● WORK TASK:
Type out the data exactly as given. Skip any image.

● THE DATA:
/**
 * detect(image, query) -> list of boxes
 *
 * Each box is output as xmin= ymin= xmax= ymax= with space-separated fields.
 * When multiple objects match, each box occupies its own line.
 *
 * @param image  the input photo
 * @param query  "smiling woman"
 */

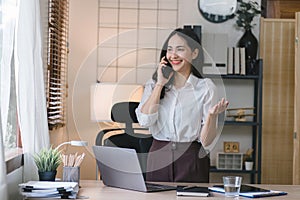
xmin=198 ymin=0 xmax=237 ymax=23
xmin=136 ymin=28 xmax=229 ymax=183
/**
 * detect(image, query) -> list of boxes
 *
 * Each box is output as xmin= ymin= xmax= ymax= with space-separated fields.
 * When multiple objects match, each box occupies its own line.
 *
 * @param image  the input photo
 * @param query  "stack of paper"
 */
xmin=19 ymin=181 xmax=79 ymax=199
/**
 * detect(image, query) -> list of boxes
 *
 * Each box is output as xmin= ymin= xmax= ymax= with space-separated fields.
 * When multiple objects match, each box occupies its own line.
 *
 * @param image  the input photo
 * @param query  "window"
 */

● TASK RESULT:
/**
 * detect(image, query) -> list of boxes
 *
 * Each box is output as xmin= ymin= xmax= ymax= with space-separated fields.
 * When multiple objects match, each box occupies its own line.
 *
 * @param image  the input photo
 * @param query  "smiling woman"
 */

xmin=198 ymin=0 xmax=237 ymax=23
xmin=136 ymin=28 xmax=229 ymax=183
/**
 * detect(image, query) -> list of boxes
 *
 * Each box is output as xmin= ymin= xmax= ymax= with space-separated fields.
 * When multiple objects match, each box occupies its own line.
 *
 * @param image  the input photo
 * @param query  "stack of paper"
 */
xmin=19 ymin=181 xmax=79 ymax=199
/**
 * detect(image, query) -> list of boxes
 *
 * Each box is output as xmin= ymin= xmax= ymax= with space-separated fields.
 * When multiple objects match, each box occupies its own line.
 *
 * @param image  the input photo
 * @param query  "window"
 */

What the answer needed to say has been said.